WHAT NEEDS TO BE DONE |
Give back the exact lines of the material below from the one containing "sample: <point>217,197</point>" through the one containing "sample: <point>242,81</point>", and no pictures.

^^^^^^^^^^^^^^^^

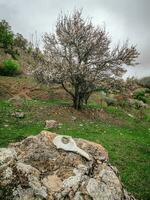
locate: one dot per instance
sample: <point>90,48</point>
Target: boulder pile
<point>56,167</point>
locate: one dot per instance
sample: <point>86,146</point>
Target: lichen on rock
<point>50,166</point>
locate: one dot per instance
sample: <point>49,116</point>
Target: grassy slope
<point>126,139</point>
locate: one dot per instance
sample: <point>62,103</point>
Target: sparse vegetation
<point>9,68</point>
<point>124,132</point>
<point>79,56</point>
<point>78,65</point>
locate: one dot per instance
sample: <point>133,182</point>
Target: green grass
<point>128,144</point>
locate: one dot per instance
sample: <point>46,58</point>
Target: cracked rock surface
<point>50,166</point>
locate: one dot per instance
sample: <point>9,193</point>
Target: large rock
<point>50,166</point>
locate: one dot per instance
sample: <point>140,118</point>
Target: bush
<point>139,94</point>
<point>9,68</point>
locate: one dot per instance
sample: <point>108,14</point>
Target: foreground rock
<point>50,166</point>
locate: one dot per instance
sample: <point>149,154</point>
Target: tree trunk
<point>77,103</point>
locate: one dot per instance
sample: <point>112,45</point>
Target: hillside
<point>125,133</point>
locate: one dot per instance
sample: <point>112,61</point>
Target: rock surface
<point>50,166</point>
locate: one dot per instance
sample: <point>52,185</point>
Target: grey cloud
<point>123,19</point>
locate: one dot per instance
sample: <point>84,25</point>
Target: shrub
<point>9,68</point>
<point>140,95</point>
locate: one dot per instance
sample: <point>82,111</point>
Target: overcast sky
<point>124,19</point>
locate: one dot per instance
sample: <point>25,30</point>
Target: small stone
<point>50,166</point>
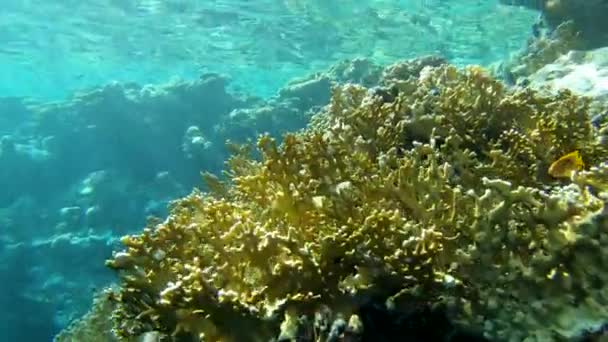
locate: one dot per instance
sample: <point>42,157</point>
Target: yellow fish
<point>566,165</point>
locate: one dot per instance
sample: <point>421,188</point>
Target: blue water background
<point>97,96</point>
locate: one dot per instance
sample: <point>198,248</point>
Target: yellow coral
<point>441,195</point>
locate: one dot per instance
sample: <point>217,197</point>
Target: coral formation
<point>95,325</point>
<point>440,197</point>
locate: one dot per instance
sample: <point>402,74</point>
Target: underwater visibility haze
<point>304,170</point>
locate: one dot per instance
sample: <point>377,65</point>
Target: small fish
<point>566,165</point>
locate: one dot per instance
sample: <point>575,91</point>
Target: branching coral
<point>440,196</point>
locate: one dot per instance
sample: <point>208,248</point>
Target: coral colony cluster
<point>438,189</point>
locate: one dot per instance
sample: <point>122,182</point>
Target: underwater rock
<point>589,17</point>
<point>440,202</point>
<point>195,145</point>
<point>583,72</point>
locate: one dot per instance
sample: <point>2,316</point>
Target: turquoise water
<point>52,48</point>
<point>109,109</point>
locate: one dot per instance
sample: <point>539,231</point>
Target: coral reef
<point>95,325</point>
<point>437,197</point>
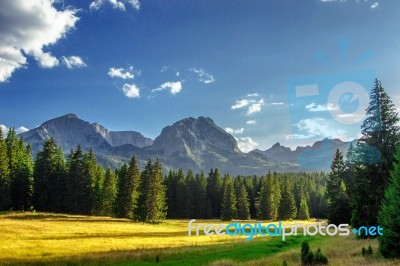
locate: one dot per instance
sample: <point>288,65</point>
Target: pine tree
<point>338,200</point>
<point>21,172</point>
<point>228,208</point>
<point>108,195</point>
<point>375,151</point>
<point>156,208</point>
<point>303,211</point>
<point>242,203</point>
<point>214,192</point>
<point>128,190</point>
<point>49,178</point>
<point>287,206</point>
<point>5,200</point>
<point>389,214</point>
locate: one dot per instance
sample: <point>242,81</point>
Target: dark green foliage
<point>128,190</point>
<point>339,210</point>
<point>374,159</point>
<point>303,211</point>
<point>49,175</point>
<point>287,207</point>
<point>319,258</point>
<point>228,208</point>
<point>21,172</point>
<point>242,203</point>
<point>5,200</point>
<point>389,215</point>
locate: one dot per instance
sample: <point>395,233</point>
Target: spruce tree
<point>242,203</point>
<point>228,207</point>
<point>5,200</point>
<point>287,206</point>
<point>338,200</point>
<point>389,214</point>
<point>49,178</point>
<point>108,195</point>
<point>375,157</point>
<point>156,208</point>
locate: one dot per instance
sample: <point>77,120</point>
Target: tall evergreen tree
<point>109,192</point>
<point>338,201</point>
<point>242,203</point>
<point>376,150</point>
<point>389,215</point>
<point>5,200</point>
<point>228,208</point>
<point>156,208</point>
<point>287,206</point>
<point>49,178</point>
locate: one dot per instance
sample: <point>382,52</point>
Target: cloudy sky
<point>266,71</point>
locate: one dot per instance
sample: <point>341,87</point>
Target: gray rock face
<point>191,143</point>
<point>69,131</point>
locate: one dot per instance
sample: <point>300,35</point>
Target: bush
<point>308,257</point>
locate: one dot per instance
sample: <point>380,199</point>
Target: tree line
<point>78,184</point>
<point>363,188</point>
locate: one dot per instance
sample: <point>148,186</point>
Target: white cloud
<point>374,5</point>
<point>73,62</point>
<point>18,130</point>
<point>27,28</point>
<point>318,127</point>
<point>131,91</point>
<point>251,122</point>
<point>255,107</point>
<point>116,4</point>
<point>240,104</point>
<point>122,73</point>
<point>204,77</point>
<point>246,144</point>
<point>173,87</point>
<point>313,107</point>
<point>234,131</point>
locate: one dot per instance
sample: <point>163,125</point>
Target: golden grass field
<point>70,239</point>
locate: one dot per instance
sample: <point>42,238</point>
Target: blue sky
<point>144,64</point>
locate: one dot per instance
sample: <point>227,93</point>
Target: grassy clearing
<point>45,238</point>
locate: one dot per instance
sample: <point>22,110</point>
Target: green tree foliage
<point>108,193</point>
<point>375,152</point>
<point>5,200</point>
<point>287,206</point>
<point>389,214</point>
<point>338,201</point>
<point>49,175</point>
<point>242,203</point>
<point>228,208</point>
<point>128,190</point>
<point>304,213</point>
<point>21,172</point>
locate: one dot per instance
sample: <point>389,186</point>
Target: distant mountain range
<point>197,144</point>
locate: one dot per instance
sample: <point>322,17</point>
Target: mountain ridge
<point>190,143</point>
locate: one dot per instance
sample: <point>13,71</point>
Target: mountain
<point>191,143</point>
<point>69,131</point>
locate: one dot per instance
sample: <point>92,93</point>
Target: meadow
<point>59,239</point>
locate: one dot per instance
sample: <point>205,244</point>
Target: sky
<point>285,71</point>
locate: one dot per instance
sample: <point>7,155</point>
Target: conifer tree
<point>338,201</point>
<point>389,214</point>
<point>5,200</point>
<point>228,208</point>
<point>49,178</point>
<point>242,203</point>
<point>108,195</point>
<point>375,150</point>
<point>287,206</point>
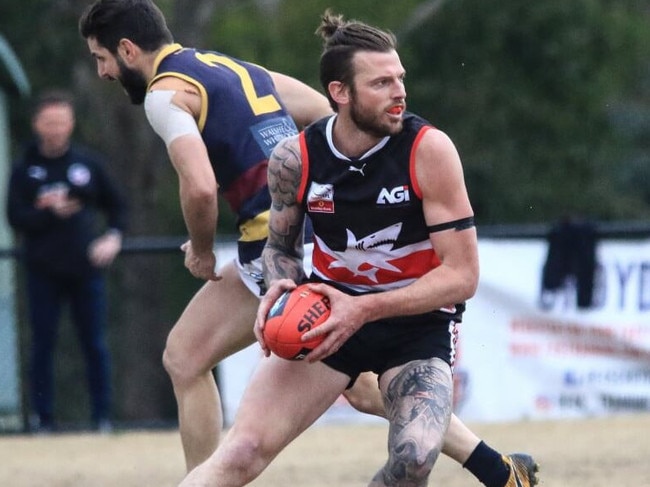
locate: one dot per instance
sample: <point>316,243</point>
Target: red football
<point>292,315</point>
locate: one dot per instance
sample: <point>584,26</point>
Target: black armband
<point>458,225</point>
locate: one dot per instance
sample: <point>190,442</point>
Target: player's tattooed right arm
<point>283,254</point>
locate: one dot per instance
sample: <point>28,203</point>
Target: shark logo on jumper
<point>399,194</point>
<point>268,133</point>
<point>320,198</point>
<point>367,255</point>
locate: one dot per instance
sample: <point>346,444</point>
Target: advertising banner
<point>526,353</point>
<point>529,353</point>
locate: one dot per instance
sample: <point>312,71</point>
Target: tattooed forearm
<point>284,173</point>
<point>283,254</point>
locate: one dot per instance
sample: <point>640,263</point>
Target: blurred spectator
<point>571,258</point>
<point>57,194</point>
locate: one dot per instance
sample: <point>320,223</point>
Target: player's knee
<point>365,402</point>
<point>414,464</point>
<point>243,455</point>
<point>180,366</point>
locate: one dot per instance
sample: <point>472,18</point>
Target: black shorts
<point>384,344</point>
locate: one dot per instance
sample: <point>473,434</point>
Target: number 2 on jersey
<point>259,104</point>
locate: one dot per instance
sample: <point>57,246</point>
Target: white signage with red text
<point>521,360</point>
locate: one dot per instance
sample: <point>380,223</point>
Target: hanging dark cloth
<point>571,252</point>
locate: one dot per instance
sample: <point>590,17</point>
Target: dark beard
<point>133,83</point>
<point>369,122</point>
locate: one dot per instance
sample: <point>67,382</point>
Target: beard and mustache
<point>369,119</point>
<point>133,82</point>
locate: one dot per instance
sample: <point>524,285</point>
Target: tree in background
<point>530,93</point>
<point>548,103</point>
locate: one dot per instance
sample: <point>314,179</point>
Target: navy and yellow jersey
<point>241,121</point>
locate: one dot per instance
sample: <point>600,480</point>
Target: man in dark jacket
<point>56,195</point>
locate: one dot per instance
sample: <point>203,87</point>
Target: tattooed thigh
<point>419,405</point>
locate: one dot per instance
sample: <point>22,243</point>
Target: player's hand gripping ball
<point>293,314</point>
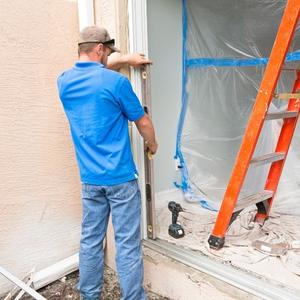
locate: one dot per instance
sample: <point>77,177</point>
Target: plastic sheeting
<point>225,49</point>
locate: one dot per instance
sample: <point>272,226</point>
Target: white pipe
<point>56,271</point>
<point>21,284</point>
<point>85,13</point>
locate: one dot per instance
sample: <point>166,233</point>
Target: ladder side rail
<point>255,123</point>
<point>283,145</point>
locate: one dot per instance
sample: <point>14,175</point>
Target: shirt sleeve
<point>129,102</point>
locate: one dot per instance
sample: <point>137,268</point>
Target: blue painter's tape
<point>235,62</point>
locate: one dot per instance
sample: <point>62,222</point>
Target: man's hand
<point>151,147</point>
<point>116,61</point>
<point>137,59</point>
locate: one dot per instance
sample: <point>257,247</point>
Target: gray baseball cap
<point>95,34</point>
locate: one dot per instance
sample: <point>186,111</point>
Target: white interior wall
<point>165,49</point>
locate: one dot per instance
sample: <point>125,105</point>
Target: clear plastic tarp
<point>226,46</point>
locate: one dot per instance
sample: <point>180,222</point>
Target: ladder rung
<point>287,96</point>
<point>282,115</point>
<point>267,158</point>
<point>252,199</point>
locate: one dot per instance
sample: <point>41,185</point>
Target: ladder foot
<point>261,218</point>
<point>216,242</point>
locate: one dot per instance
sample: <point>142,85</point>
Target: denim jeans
<point>124,203</point>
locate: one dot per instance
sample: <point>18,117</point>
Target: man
<point>98,103</point>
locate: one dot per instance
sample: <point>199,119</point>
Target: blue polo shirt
<point>98,103</point>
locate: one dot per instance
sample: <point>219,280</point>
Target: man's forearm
<point>146,130</point>
<point>117,61</point>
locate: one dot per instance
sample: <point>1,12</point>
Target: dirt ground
<point>65,288</point>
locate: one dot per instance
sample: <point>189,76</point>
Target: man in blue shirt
<point>99,103</point>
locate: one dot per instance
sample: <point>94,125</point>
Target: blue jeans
<point>124,203</point>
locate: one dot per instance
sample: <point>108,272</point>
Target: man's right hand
<point>151,147</point>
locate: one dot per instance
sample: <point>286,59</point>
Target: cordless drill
<point>175,230</point>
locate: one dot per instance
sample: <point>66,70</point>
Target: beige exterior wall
<point>39,184</point>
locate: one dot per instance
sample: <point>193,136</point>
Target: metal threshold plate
<point>254,285</point>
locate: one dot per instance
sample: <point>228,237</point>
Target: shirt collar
<point>87,64</point>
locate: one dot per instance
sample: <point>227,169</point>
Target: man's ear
<point>100,48</point>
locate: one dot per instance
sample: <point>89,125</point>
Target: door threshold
<point>260,287</point>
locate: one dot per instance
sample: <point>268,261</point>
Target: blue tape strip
<point>184,173</point>
<point>235,62</point>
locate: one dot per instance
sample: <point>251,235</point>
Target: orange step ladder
<point>231,206</point>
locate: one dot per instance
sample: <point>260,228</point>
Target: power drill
<point>175,230</point>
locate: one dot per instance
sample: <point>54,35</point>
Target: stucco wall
<point>39,185</point>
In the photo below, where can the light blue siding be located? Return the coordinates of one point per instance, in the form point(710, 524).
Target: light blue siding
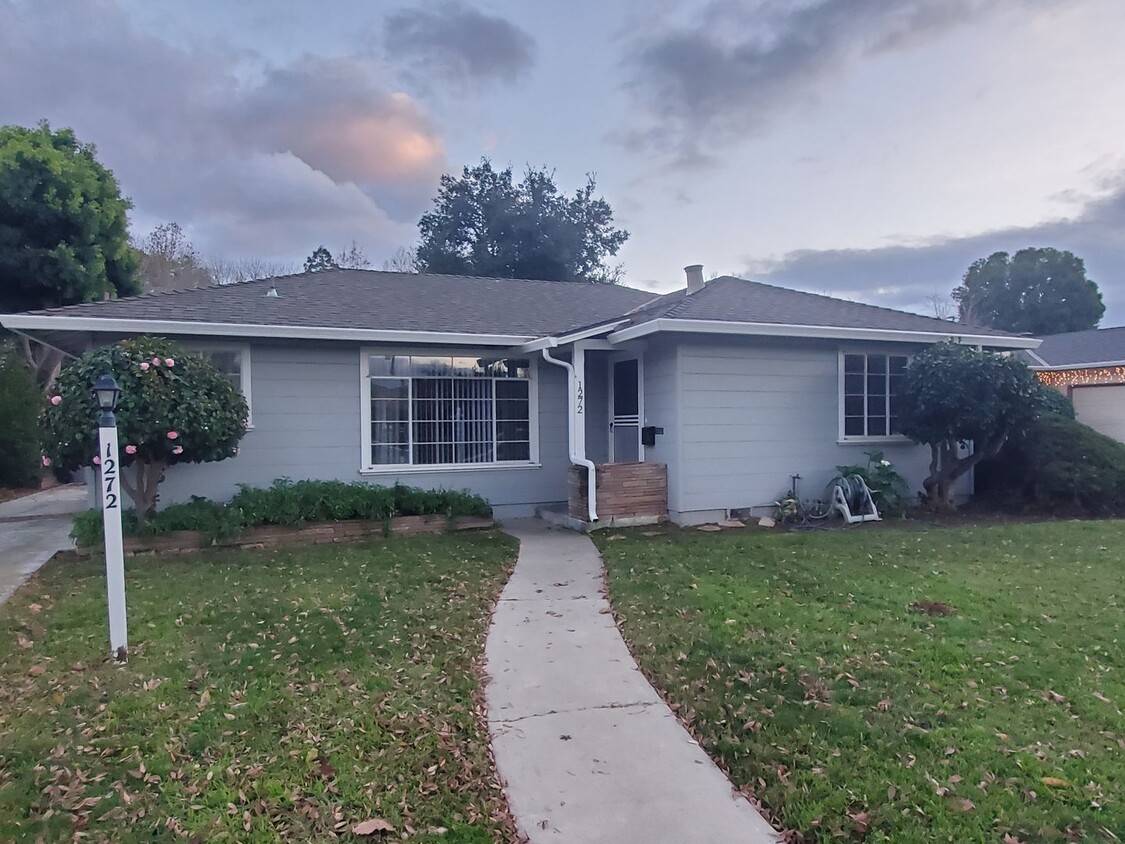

^^^^^^^^^^^^^^^^

ANSWER BOX |
sample: <point>217,197</point>
Target: coral formation
<point>95,325</point>
<point>440,197</point>
locate: one dot per instance
sample: <point>402,74</point>
Target: underwater visibility haze
<point>304,170</point>
locate: one dot per instance
sample: <point>377,65</point>
Target: small fish
<point>566,165</point>
locate: one dot per instance
sample: <point>575,91</point>
Target: branching coral
<point>440,196</point>
locate: one dot per instance
sample: <point>208,248</point>
Target: coral colony cluster
<point>438,189</point>
locate: one dot per instance
sample: <point>122,182</point>
Target: underwater rock
<point>589,17</point>
<point>440,202</point>
<point>195,145</point>
<point>583,72</point>
locate: one dot per instance
sample: <point>2,316</point>
Target: turquoise water
<point>52,48</point>
<point>109,109</point>
locate: one dot per instance
sample: <point>539,231</point>
Target: coral reef
<point>95,325</point>
<point>437,197</point>
locate: one dot per instance
sample: <point>288,65</point>
Target: pine tree
<point>338,200</point>
<point>21,172</point>
<point>228,208</point>
<point>108,195</point>
<point>375,151</point>
<point>156,208</point>
<point>303,211</point>
<point>242,203</point>
<point>214,192</point>
<point>128,190</point>
<point>49,178</point>
<point>287,206</point>
<point>5,200</point>
<point>389,214</point>
locate: one dot per instance
sample: <point>242,81</point>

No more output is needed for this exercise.